REQUIREMENTS -
Copy the line with "of the person" and all lines following it through the last line of the entries, exactly as written.

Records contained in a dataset
## BEGIN

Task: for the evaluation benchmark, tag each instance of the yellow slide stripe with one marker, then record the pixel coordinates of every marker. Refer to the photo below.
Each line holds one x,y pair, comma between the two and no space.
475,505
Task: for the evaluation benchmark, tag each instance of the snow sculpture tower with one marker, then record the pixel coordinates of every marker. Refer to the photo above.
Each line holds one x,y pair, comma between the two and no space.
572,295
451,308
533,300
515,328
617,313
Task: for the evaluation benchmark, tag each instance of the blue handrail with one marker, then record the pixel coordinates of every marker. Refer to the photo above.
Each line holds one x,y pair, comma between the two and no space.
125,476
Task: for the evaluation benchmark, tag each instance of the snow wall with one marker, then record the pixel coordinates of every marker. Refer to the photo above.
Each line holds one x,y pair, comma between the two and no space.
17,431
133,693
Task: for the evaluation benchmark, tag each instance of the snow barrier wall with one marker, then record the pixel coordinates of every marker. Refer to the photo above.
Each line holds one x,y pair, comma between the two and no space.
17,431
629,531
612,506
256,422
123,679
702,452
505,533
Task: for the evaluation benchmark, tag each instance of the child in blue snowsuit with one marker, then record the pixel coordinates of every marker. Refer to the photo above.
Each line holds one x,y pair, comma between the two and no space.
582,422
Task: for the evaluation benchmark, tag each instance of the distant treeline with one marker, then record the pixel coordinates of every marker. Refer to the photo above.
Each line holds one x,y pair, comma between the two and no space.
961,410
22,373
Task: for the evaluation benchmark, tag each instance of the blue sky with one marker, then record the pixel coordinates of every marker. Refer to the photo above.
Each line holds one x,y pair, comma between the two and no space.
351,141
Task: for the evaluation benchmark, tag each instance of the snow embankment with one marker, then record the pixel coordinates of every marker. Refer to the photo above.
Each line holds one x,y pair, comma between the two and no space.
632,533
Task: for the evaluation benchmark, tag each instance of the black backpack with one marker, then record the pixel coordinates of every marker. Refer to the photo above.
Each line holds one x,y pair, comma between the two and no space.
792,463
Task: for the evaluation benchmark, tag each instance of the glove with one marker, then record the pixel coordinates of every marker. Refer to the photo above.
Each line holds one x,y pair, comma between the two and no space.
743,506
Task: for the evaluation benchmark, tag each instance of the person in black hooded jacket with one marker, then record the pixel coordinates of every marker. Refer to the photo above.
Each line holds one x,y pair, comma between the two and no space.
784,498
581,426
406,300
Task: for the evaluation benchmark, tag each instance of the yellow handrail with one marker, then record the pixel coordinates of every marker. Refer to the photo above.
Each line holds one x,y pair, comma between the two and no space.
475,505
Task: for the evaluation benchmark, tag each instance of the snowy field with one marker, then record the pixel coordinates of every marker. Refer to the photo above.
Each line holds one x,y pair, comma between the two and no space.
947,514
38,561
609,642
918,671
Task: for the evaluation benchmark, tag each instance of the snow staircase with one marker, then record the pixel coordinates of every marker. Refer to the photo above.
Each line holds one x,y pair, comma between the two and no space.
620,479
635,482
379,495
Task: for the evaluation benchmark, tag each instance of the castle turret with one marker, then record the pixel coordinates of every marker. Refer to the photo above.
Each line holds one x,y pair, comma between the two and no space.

## END

TASK RESULT -
Task: for the evaluation benchmark, tag each instance of the person in black hooded jacket with one marker, then record the pixel coordinates of every marker. Refer to the photo above.
Each line holds one x,y pair, comma between the two and no space.
784,498
581,426
406,300
Task: for the evaluation benchmark, tag each instance of the yellow handrail with one marker, then record the pixel coordinates of every marker. Refer to the photo above.
Each line holds one x,y pair, comma between the two and no space.
475,505
Task: for the evaluation benchmark, tag each instance of the snowy field with one marker, then record the pixel coordinates of every marker. Refer to the photo above.
Each line holds one x,y pair, comma between the two and no space.
947,514
38,561
609,642
918,671
Task: for the evaluation benchmark, tag each instance of the snow staircase with one marker, then record the pixel coordinates of every marker. Refer to the photo above.
Each line holds one x,y pair, comma between the two and no space.
620,479
635,482
379,495
Task: for the evaluation benchmark, tag each instance of the castle turret with one marker, then record the pixel coordinates of every marker. Refer to the photo above.
Each line holds one x,y pair, comma between the two and no space.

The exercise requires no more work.